═════ DATA SUPPLIED ═════

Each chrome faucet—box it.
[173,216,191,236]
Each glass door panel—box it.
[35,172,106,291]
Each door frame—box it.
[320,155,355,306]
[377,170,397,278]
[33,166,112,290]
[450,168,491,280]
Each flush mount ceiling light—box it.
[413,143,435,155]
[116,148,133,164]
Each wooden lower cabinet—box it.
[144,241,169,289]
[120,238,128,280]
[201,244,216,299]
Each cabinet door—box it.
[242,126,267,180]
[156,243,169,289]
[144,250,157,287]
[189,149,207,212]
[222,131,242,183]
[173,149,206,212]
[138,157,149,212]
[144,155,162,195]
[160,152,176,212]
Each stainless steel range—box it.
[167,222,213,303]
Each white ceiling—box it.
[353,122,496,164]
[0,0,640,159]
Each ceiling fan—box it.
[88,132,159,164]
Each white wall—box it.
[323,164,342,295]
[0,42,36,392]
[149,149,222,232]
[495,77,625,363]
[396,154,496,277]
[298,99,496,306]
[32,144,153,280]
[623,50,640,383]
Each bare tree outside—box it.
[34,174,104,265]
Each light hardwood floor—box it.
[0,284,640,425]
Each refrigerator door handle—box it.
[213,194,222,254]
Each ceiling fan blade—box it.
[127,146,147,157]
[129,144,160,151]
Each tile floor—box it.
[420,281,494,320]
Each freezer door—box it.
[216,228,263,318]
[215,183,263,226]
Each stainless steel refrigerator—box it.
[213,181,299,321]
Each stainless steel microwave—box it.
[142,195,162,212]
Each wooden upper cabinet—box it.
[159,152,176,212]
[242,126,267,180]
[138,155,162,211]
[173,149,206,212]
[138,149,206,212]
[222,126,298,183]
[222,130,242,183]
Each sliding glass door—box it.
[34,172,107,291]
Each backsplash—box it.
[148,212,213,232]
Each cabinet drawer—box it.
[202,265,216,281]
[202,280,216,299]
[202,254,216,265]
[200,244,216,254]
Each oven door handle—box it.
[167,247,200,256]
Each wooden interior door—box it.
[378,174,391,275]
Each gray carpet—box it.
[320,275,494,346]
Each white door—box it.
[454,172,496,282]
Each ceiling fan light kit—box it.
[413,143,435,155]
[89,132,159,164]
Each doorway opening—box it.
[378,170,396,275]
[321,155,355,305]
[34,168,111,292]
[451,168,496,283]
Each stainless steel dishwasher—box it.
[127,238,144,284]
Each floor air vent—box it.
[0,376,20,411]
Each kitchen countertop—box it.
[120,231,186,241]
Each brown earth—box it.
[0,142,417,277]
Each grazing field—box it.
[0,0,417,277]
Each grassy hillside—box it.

═════

• _TASK GOAL_
Scale the rows from the start of the records through the line containing "[142,195,162,212]". Rewrite every line in that span, the box-it lines included, and multiply each bounding-box coordinate by 2.1, rounding to whole numbers with halves going up.

• _EXERCISE ANSWER_
Each chrome faucet—box it.
[363,454,401,496]
Each glass door panel—box it.
[74,361,223,611]
Each door frame—box it.
[672,326,746,643]
[792,357,834,584]
[69,349,235,609]
[945,353,1031,588]
Each flush mount ceiling light—box it.
[867,300,914,326]
[244,311,279,344]
Each wooden lower cabinet—box it.
[302,506,355,607]
[252,500,269,588]
[422,512,454,628]
Each cabinet door—box it.
[508,265,561,378]
[328,510,355,607]
[302,525,330,603]
[397,313,435,445]
[466,275,508,384]
[363,313,433,445]
[290,330,313,445]
[302,326,340,410]
[336,319,370,445]
Each stainless steel range—box it.
[351,466,447,636]
Each white ceiling—box it.
[741,256,1042,344]
[0,0,1344,334]
Each ceiling fan—box it.
[185,277,334,344]
Each white wall—box it.
[678,344,718,620]
[0,88,76,823]
[313,313,466,487]
[1040,162,1313,762]
[832,323,1042,582]
[626,208,1042,643]
[67,302,321,588]
[1308,105,1344,804]
Each bare tree outside—box it.
[71,365,218,557]
Each light hardwood floor—box it.
[0,596,1344,893]
Each refrigerator door handle—box it.
[447,407,466,533]
Each ceiling fan blade—box it.
[267,307,309,330]
[271,302,336,317]
Each tile floor—box it.
[882,590,1037,672]
Each freezer door—box it.
[454,479,552,668]
[452,384,552,475]
Each stainless steel refrigerator—box it.
[447,380,628,674]
Each stainless steel microwave—box it.
[298,410,340,445]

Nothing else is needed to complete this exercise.